任务要求 ▸ 将sk_buff说明文字从"--- tail : 指向对应当前协议层有效数据的结尾地址，与data指针相对应。"到"truesize ：表述缓存区的整体长度， 一般为 sizeof(sk_buff)."这一段重新写出，并把其中的"负载"换成"载荷"。

所示文本 ▸
-*-*-

每个协议层的有效数据内容不一样，各层有效数据的内容如下：

a. 对于传输层，有效数据包括用户数据和传输层协议头

b. 对于网络层，有效数据包括用户数据、传输层协议和网络层协议头。

c. 对于数据链路层，有效数据包括用户数据、传输层协议、网络层协议和链路层协议。

因此，data指针随着当前拥有sk_buff的协议层的变化而进行相应的移动。

--- tail : 指向对应当前协议层有效数据的结尾地址，与data指针相对应。

--- end ：指向内存中分配的网络数据缓冲区的结尾，与head指针相对应。和head一样，sk_buff被分配后，end指针就固定了。

head, data, tail, end 关系如下图所示：

1.3 长度信息 len, data_len, truesize

--- len : 指网络数据包的有效数据的长度，包括协议头和负载（payload）.

--- data_len : 记录分片的数据长度

--- truesize ：表述缓存区的整体长度， 一般为 sizeof(sk_buff).

1.4 数据包类型

--- pkt_type ：指定数据包类型。驱动程序负责将其设置为：

PACKET_HOST --- 该数据包是给我的。

PACKET_OTHERHOST --- 该数据包不是给我的。

PACKET_BROADCAST --- 广播类型的数据包

PACKET_MULTICAST --- 组播类型的数据包

驱动程序不必显式的修改pkt_type，因为eth_type_trans会完成该工作。

2. 套接字缓冲区的操作

2.1 分配套接字缓冲区

struct sk_buff *alloc_skb(unsigned intlen, int priority);

alloc_skb()函数分配一个套接字缓冲区和一个数据缓冲区。

--- len : 为数据缓冲区的大小

--- priority : 内存分配的优先级

static inline struct sk_buff *alloc_skb(unsigned int size,
					gfp_t priority)

-*-*-

所给信息 ▸
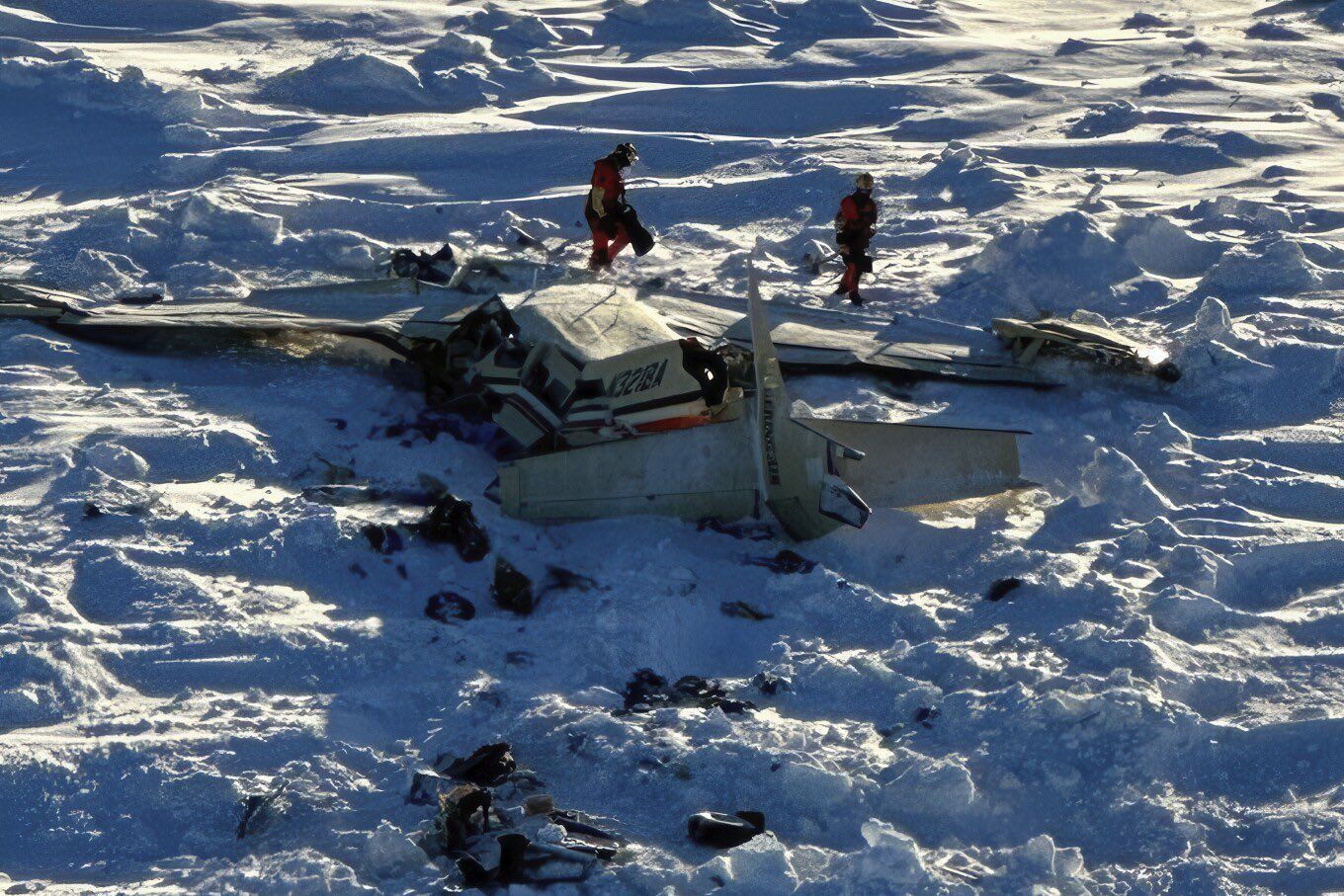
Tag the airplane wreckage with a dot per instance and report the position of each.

-*-*-

正确输出 ▸
--- tail : 指向对应当前协议层有效数据的结尾地址，与data指针相对应。

--- end ：指向内存中分配的网络数据缓冲区的结尾，与head指针相对应。和head一样，sk_buff被分配后，end指针就固定了。

head, data, tail, end 关系如下图所示：

1.3 长度信息 len, data_len, truesize

--- len : 指网络数据包的有效数据的长度，包括协议头和载荷（payload）.

--- data_len : 记录分片的数据长度

--- truesize ：表述缓存区的整体长度， 一般为 sizeof(sk_buff).